— INPUT —
───

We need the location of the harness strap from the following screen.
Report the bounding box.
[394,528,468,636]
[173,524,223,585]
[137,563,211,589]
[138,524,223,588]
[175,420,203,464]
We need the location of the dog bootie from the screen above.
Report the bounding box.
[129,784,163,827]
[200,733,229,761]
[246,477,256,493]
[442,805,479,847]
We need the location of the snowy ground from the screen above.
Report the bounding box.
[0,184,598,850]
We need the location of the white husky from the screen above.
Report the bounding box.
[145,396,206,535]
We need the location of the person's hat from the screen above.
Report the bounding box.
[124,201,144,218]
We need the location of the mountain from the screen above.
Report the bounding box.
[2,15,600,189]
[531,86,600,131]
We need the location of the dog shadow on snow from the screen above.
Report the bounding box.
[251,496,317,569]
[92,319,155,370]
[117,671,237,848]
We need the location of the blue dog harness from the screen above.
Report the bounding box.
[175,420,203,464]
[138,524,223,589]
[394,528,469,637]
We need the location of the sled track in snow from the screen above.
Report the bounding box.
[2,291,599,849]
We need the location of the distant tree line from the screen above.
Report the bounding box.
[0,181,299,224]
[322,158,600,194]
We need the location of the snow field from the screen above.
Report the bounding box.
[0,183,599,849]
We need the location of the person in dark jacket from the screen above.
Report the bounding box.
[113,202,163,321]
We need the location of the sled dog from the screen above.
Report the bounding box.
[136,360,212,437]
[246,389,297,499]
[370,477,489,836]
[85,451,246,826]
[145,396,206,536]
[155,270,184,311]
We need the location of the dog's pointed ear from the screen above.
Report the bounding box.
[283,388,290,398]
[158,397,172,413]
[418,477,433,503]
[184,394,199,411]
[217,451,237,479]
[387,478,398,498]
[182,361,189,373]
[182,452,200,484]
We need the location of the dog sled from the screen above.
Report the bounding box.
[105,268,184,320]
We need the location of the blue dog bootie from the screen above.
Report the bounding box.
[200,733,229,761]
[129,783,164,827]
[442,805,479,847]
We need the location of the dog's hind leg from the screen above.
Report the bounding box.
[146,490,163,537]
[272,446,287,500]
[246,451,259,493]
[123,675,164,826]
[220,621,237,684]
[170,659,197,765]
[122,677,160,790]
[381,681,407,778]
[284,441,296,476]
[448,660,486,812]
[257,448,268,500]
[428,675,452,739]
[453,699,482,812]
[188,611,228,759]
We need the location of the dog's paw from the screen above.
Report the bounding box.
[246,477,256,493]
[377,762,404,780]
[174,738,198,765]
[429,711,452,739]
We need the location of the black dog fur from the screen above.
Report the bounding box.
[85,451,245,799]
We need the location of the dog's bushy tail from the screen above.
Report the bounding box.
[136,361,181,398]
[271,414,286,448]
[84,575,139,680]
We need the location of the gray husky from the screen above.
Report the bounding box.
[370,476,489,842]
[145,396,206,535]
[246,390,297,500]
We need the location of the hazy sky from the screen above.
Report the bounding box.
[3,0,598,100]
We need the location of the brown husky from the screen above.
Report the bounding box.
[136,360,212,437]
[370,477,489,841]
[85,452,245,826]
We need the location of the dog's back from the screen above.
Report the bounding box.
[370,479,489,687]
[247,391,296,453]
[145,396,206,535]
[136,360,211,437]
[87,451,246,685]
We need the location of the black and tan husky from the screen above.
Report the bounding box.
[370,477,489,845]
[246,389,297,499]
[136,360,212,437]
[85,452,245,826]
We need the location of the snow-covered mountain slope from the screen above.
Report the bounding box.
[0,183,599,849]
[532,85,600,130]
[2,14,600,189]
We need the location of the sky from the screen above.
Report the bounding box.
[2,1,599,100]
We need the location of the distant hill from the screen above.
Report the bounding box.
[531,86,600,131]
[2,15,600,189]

───

— WHAT NEEDS TO BE DONE —
Look above for the line containing "We need the location of the brown". Return it and each line after it exactly, through the last line, and nothing more.

— EXERCISE RESULT —
We need the location of the brown husky from the screen above.
Report the bounding box.
[136,360,212,437]
[370,477,489,841]
[85,452,245,826]
We need the location of the dog's back from the screen above.
Report the bounding box.
[370,479,489,687]
[247,391,296,453]
[145,396,206,535]
[136,360,211,437]
[87,451,246,685]
We need the location of the black and tan husky from the screen above.
Report the bounding box.
[370,477,489,845]
[246,389,297,499]
[136,360,212,437]
[85,452,245,826]
We need the location of the snow-covered mountain slope from the screen above.
Report the bounding box.
[0,183,599,849]
[532,85,600,130]
[2,14,600,189]
We need the location of the sky from the screen above.
Report the bounding box.
[2,1,599,100]
We need the location of the distant hill from the screen above.
Report the bounding box.
[531,86,600,131]
[2,15,600,189]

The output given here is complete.